Une femme âgée en situation de handicap vivant dans un camp de fortune pour personnes déplacées à Tal al Hawa, dans le sud de la ville de Gaza, a déclaré : « Nous avons été déplacés de Sheikh Radwan il y a trois semaines ; mon fils m’a porté sur ses épaules car je n'ai pas de fauteuil roulant et aucun moyen de transport ne pouvait venir jusqu’à notre quartier. Aujourd'hui, on nous ordonne encore d'évacuer. Pour aller où ? Un moyen de transport vers le sud coûte près de 4 000 shekels [1 025 euros] et une tente, au moins 3 000 shekels [800 euros] ; sans compter que nous ne savons pas si nous trouverons un endroit où l’installer. Nous avons déjà dépensé toutes nos économies pour survivre à cette guerre, pour de la nourriture et des produits de première nécessité. Chaque jour, on a l’impression que la guerre recommence, mais en pire, et nous sommes épuisés, nous n'avons plus ni la volonté ni la force de continuer. »

## [Consigne]
Indiquez, d'après l'extrait, le prix minimum d'une tente.

## [Données fournies]
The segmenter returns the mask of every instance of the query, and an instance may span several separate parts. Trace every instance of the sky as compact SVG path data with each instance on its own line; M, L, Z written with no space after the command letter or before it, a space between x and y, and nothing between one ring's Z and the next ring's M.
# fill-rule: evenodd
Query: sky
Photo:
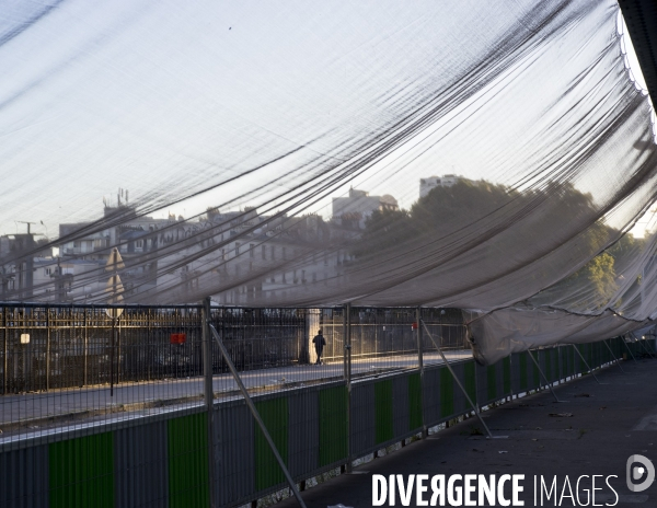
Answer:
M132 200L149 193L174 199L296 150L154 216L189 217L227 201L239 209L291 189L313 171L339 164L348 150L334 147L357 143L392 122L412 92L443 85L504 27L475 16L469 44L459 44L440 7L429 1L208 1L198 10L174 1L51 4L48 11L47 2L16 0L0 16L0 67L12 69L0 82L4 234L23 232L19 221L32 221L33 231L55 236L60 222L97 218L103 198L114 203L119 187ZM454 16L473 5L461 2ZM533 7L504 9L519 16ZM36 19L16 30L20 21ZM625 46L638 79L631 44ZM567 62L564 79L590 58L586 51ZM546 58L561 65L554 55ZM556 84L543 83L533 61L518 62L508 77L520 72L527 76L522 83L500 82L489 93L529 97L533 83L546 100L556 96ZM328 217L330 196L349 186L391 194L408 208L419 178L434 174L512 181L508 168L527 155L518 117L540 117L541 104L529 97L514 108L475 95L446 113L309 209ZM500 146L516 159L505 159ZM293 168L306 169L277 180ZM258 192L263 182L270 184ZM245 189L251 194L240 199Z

...

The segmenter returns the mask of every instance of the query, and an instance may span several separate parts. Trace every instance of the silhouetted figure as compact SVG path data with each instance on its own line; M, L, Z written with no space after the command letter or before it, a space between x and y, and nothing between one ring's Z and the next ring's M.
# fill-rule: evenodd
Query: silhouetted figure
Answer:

## [Corrigé]
Une tente coûte au moins 3 000 shekels, soit 800 euros.